+++ Records for the exercise
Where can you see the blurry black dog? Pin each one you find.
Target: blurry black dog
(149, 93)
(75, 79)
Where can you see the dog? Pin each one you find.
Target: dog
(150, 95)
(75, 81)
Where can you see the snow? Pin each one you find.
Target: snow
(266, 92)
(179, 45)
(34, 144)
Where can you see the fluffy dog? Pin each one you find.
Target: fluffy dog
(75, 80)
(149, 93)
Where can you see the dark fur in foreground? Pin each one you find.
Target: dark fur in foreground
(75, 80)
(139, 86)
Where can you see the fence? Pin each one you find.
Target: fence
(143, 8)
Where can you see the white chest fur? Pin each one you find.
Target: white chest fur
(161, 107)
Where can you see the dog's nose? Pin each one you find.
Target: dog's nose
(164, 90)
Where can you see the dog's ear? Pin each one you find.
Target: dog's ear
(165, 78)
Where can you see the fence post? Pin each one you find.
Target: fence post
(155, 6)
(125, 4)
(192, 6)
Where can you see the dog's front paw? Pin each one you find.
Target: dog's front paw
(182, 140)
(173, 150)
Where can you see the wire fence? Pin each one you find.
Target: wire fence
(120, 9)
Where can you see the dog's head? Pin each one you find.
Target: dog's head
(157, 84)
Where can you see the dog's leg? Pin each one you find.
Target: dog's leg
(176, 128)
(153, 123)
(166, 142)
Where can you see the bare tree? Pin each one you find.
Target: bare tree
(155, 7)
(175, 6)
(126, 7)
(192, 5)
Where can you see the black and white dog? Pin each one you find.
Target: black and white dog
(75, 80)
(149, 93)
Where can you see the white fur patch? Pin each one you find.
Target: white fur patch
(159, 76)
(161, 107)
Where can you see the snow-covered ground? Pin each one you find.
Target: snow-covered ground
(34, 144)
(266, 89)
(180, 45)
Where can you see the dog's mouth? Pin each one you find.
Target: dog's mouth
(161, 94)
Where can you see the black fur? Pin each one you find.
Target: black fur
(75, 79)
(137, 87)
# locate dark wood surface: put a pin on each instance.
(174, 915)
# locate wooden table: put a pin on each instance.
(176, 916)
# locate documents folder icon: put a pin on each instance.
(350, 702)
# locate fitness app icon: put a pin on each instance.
++++++
## Required task
Go through the material above line by line and copy it exactly.

## Finished answer
Where can you see the blurry black dog? Pin each one you find.
Target: blurry black dog
(149, 93)
(75, 79)
Where can you see the dog? Pin each one you find.
Target: dog
(150, 95)
(75, 81)
Where can you see the snow? Pin each one you find.
Target: snow
(266, 92)
(179, 45)
(34, 144)
Where can you see the fluffy dog? Pin each one you find.
Target: fluffy dog
(75, 80)
(149, 93)
Where can you see the dark fur in foreground? Pin each one you find.
Target: dark fur in foreground
(75, 80)
(139, 86)
Where can you see the fence? Pin each one you find.
Target: fence
(143, 8)
Where can you see the white chest fur? Pin each one you find.
Target: white chest fur
(161, 107)
Where can you see the dog's nose? Pin each one you find.
Target: dog's nose
(164, 90)
Where can you see the dog's ear? Pin each one you find.
Target: dog's ear
(165, 78)
Where can you see the fence post? Pin each one you find.
Target: fence post
(155, 6)
(125, 4)
(192, 6)
Where can you see the dog's front paw? Pin each one you find.
Target: dog's front paw
(182, 140)
(173, 150)
Where can you see the wire fence? Pin each one you find.
Target: wire fence
(120, 9)
Where can you see the dog's head? Pin each one you find.
Target: dog's head
(157, 84)
Where can you see the dog's leg? Pin each one you find.
Target: dog's leg
(176, 128)
(153, 123)
(166, 142)
Where can you see the bare tree? Pin each one you find.
Target: bare tree
(155, 7)
(175, 6)
(126, 7)
(192, 5)
Where can you see the black and white dog? Pin each one you find.
Target: black and white dog
(75, 80)
(149, 93)
Where can you see the white fur patch? Pin each one you find.
Target: white fur patch
(159, 76)
(161, 107)
Where can you see the snow-covered ground? Pin each one you find.
Target: snow-covered ground
(34, 144)
(266, 89)
(180, 45)
Where can you see the dog's mouth? Pin each one you find.
Target: dog's mouth
(161, 94)
Where can you see the black fur? Pin each one you find.
Target: black fur
(75, 79)
(137, 87)
# locate dark wood surface: put a pin on each instance.
(174, 915)
# locate wooden table: put a pin on each instance.
(176, 916)
# locate documents folder icon: put a pin on each instance.
(350, 702)
# locate fitness app icon: put a pin on each instance.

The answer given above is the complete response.